Task goal: In the following material, identify every line holding the string "rough" and return it.
--*--
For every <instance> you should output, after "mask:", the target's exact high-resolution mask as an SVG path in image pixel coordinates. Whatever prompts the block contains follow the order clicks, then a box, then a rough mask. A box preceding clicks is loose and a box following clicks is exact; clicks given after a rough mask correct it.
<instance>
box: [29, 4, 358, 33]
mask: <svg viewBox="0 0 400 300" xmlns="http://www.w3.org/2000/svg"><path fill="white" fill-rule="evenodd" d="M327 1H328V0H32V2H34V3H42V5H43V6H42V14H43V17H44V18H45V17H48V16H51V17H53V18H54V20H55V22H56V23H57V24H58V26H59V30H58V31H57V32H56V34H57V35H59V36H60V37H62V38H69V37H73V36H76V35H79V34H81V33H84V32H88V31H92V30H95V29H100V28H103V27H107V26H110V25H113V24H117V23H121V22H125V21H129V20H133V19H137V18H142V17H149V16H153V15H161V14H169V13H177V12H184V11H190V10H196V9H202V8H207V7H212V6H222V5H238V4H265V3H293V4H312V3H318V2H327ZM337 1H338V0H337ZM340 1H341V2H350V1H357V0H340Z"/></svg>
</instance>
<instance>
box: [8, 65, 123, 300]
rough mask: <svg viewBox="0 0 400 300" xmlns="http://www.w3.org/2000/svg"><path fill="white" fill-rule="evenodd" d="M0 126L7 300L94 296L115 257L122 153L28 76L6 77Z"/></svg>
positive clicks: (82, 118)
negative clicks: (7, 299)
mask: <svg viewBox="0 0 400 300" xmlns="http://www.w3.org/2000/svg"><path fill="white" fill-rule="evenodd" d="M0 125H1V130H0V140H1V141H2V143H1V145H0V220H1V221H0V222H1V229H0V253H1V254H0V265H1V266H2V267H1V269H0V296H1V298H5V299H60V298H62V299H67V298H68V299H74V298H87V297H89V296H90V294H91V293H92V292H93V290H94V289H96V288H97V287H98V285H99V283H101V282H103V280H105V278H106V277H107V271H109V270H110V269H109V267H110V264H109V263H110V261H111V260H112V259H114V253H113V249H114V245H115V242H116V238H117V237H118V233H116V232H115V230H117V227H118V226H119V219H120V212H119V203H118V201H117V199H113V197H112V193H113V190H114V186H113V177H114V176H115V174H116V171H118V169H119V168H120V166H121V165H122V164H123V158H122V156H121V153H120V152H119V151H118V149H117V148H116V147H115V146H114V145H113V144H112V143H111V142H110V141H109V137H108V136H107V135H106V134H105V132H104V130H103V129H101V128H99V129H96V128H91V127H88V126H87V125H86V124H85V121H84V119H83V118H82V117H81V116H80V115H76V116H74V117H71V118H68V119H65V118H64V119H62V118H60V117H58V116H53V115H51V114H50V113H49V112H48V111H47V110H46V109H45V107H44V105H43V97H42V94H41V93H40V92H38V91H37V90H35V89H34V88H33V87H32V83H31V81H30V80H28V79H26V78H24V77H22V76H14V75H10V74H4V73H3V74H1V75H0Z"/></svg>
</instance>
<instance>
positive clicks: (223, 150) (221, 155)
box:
--*--
Final answer:
For every <instance> you should output, after "mask:", the target's exact high-resolution mask as an SVG path in image pixel coordinates. Whatever prompts the block contains follow the order clicks, then a box, then a rough mask. A box preceding clicks is loose and a box following clicks is exact; clicks given after a rough mask correct it.
rough mask: <svg viewBox="0 0 400 300" xmlns="http://www.w3.org/2000/svg"><path fill="white" fill-rule="evenodd" d="M0 126L7 300L94 296L115 257L122 153L28 76L6 77Z"/></svg>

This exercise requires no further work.